**Challenges**.
1. Echo the passage from the text on 529 savings plans, starting at "Why not UGMA/UTMA" and ending at "IRA(s)–Coverdell Savings Accounts?".
2. Answer these questions using the text on 529 savings plans:
(a) In what year did the government grant 529 Savings Plans federal tax exemption?
(b) According to the US General Accounting Office, by what percentage did median household income rise?
(c) Who owns the account in a 529 Plan?

=== Supplied text ===

Many parents today say that saving for a child's higher education has become one of their foremost financial concerns, on the same level as their own retirement planning. Public opinion polls by The College Savings Plans Network, an affiliate of the National Association of State Treasurers, identify a newfound interest by Americans in assuming the responsibilities of planning and saving for education expenses rather than relying totally on government aid programs or personal debt. Fortunately, in recognition of Americans' need to save for college and higher education, the government granted 529 Savings Plans federal tax exemption in 2001, with the provision that they be used according to the specific plan's requirements.
The challenge of saving for college or higher education for a child is not likely to diminish, as college costs continue to rise. According to the National Commission on the Cost of Higher Education, between 1976 and 1996, the average tuition at public 4-year universities increased from $642 to $3,151 (390%), and from $2,881 to $15,581 (440%) at private 4-year universities. In contrast, according to the US General Accounting Office, median household income rose by only 82%. As a result, the portion of a household's income necessary for paying tuition nearly doubled during these years. Here are three key statistics to consider: First, college costs roughly $120,000 for 4 years at a private school and $55,000 at a public school.1 Second, college costs are increasing almost twice as fast as the inflation rate.2 Finally, the odds of winning a full athletic scholarship are less than 1%.3
What is a 529 Savings Plan?
Named after the Internal Revenue Code Section that gave these accounts special tax status, these plans may be one of the best ways to save for your child's education. These specialized investment vehicles allow money to grow over time, and later, qualified withdrawals are exempt from federal income taxes. Qualified withdrawals are defined as tuition, fees, room and board, off-campus housing, books, supplies and equipment (and computers, if the university requires them), provided the child attends an accredited school in the US. Overseas programs qualify if they are likewise coordinated with such a school.
Clearly, the key to affording education expenses is to start saving early. As compared to other education savings plans, a 529 Plan offers a systematic approach to funding and higher permitted maximum contributions: up to $251,000 including assets and earnings, over the life of the account for each beneficiary.* Such plans have gained popularity recently because of enhancements resulting from changes in the revenue code, most significantly the tax-free earnings and maximum contributions permitted.
Why not UGMA/UTMA accounts?
These accounts may not always be the most appropriate option for parents or guardians who want the money to be set aside specifically for education purposes. With an UGMA/UTMA account, the child is the owner of the account, and once he reaches the age of majority, be it 18 or 21, he can use the money for any purpose he chooses. With a 529 Plan, the donor owns the account and controls the money regardless of the age of the beneficiary. Account values may also be transferred to another beneficiary in the family (a sibling, for example) if the first beneficiary does not use it.
What about Education IRA(s)–Coverdell Savings Accounts?

=== Given information ===

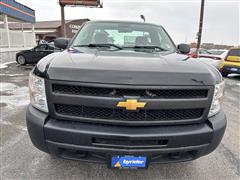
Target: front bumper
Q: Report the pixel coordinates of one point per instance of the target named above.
(96, 143)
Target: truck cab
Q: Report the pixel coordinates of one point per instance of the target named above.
(123, 94)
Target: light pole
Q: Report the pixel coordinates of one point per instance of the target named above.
(199, 34)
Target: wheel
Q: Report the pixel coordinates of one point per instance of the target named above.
(21, 60)
(224, 74)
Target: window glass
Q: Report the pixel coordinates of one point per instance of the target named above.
(124, 35)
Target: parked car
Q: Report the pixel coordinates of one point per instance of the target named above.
(33, 55)
(214, 57)
(231, 63)
(123, 94)
(194, 54)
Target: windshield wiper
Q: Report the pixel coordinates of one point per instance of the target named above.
(99, 45)
(150, 47)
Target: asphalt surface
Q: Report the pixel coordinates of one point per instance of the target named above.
(21, 160)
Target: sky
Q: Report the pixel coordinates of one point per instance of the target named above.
(180, 18)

===

**Answers to the exercises**.
1.
Why not UGMA/UTMA accounts?
These accounts may not always be the most appropriate option for parents or guardians who want the money to be set aside specifically for education purposes. With an UGMA/UTMA account, the child is the owner of the account, and once he reaches the age of majority, be it 18 or 21, he can use the money for any purpose he chooses. With a 529 Plan, the donor owns the account and controls the money regardless of the age of the beneficiary. Account values may also be transferred to another beneficiary in the family (a sibling, for example) if the first beneficiary does not use it.
What about Education IRA(s)–Coverdell Savings Accounts?

2.
(a) 2001
(b) 82%
(c) The donor